▶ Given request
Present the records from the first line through the line containing "x=625, y=247", inclusive, as a Markdown table with the columns Row and Line. Leave out blank lines.

Extracted data entries
* START *

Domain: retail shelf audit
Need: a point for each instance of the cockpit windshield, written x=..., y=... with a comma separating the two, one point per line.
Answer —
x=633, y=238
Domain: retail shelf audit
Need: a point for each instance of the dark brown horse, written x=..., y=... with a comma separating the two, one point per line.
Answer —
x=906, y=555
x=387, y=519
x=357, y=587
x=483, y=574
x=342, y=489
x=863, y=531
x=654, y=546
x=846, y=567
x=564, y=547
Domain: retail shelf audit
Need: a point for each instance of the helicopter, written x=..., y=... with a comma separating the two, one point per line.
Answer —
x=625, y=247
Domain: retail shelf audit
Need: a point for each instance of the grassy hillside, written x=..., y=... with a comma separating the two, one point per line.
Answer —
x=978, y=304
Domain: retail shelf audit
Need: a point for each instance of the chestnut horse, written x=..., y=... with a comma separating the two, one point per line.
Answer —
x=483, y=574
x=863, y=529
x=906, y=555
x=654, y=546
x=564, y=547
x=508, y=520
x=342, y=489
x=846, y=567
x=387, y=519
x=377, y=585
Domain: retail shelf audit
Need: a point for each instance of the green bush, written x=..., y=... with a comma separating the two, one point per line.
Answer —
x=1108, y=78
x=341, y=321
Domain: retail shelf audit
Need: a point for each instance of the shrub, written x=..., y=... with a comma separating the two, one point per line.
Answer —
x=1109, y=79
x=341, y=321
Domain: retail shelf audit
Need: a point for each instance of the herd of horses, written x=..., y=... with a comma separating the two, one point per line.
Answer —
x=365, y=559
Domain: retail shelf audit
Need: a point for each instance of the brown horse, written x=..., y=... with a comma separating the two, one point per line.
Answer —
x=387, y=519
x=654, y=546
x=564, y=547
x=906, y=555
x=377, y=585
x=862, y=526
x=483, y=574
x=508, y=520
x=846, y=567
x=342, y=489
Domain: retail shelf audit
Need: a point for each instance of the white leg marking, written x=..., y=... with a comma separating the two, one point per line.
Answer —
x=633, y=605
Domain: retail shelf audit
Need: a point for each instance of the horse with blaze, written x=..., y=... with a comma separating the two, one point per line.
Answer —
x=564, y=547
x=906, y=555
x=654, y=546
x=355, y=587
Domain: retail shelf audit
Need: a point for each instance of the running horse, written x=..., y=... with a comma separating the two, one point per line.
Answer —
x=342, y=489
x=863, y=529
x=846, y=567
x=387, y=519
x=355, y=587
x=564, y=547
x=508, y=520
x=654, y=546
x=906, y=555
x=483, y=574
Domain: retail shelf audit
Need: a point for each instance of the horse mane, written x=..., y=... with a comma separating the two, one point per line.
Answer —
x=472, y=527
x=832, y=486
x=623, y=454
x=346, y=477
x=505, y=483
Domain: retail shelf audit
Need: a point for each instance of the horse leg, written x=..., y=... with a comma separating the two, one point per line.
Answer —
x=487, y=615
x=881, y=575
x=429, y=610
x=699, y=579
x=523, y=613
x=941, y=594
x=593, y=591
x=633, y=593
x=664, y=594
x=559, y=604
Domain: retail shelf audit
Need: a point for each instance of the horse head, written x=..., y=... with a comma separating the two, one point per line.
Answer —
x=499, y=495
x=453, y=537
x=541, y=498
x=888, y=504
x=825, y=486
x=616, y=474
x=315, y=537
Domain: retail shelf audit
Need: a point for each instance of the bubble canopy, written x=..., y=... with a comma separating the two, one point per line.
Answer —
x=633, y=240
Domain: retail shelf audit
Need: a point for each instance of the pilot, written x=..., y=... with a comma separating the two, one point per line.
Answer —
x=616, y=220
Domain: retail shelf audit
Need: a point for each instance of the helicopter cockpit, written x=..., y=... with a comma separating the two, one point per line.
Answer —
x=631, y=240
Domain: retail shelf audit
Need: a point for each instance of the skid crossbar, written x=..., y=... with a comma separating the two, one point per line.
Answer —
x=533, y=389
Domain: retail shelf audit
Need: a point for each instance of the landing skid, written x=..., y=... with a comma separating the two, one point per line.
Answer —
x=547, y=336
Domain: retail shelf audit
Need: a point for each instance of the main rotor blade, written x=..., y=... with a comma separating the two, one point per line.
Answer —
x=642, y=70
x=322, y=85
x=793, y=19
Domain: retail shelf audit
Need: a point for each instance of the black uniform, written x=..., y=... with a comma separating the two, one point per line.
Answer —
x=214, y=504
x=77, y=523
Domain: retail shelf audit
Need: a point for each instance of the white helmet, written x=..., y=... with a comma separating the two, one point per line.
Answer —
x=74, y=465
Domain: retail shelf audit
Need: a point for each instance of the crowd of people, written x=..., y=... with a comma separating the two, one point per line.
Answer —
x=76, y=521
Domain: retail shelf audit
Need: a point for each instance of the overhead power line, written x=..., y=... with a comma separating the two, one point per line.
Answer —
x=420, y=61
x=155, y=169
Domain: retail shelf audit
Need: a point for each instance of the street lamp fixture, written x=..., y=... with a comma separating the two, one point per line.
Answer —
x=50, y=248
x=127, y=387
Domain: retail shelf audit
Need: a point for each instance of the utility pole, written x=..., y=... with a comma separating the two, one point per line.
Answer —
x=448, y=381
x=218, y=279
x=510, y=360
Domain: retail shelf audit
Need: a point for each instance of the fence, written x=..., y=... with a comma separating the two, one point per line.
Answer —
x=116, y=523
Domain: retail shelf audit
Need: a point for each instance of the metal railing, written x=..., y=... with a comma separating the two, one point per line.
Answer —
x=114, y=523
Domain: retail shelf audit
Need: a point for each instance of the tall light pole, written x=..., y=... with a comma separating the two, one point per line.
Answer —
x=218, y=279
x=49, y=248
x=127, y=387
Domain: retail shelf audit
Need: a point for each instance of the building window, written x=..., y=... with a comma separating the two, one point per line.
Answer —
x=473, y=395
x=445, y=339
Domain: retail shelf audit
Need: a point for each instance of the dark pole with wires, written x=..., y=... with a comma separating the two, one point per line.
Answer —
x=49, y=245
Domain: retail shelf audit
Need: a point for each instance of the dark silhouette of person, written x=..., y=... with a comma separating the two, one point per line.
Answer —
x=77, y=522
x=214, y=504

* END *

▶ Exercise response
| Row | Line |
|---|---|
| 1 | Domain: retail shelf audit |
| 2 | Need: a point for each instance of the cockpit windshield, written x=..., y=... with a comma separating the two, one point per line. |
| 3 | Answer — |
| 4 | x=633, y=238 |
| 5 | Domain: retail shelf audit |
| 6 | Need: a point for each instance of the dark brown horse, written x=..., y=... with a comma separating the two, one point per line. |
| 7 | Answer — |
| 8 | x=906, y=555 |
| 9 | x=387, y=519 |
| 10 | x=357, y=587 |
| 11 | x=483, y=574 |
| 12 | x=342, y=489 |
| 13 | x=863, y=531 |
| 14 | x=654, y=546 |
| 15 | x=846, y=567 |
| 16 | x=564, y=547 |
| 17 | Domain: retail shelf audit |
| 18 | Need: a point for each instance of the helicopter, written x=..., y=... with a comma separating the two, one point per line. |
| 19 | Answer — |
| 20 | x=625, y=247 |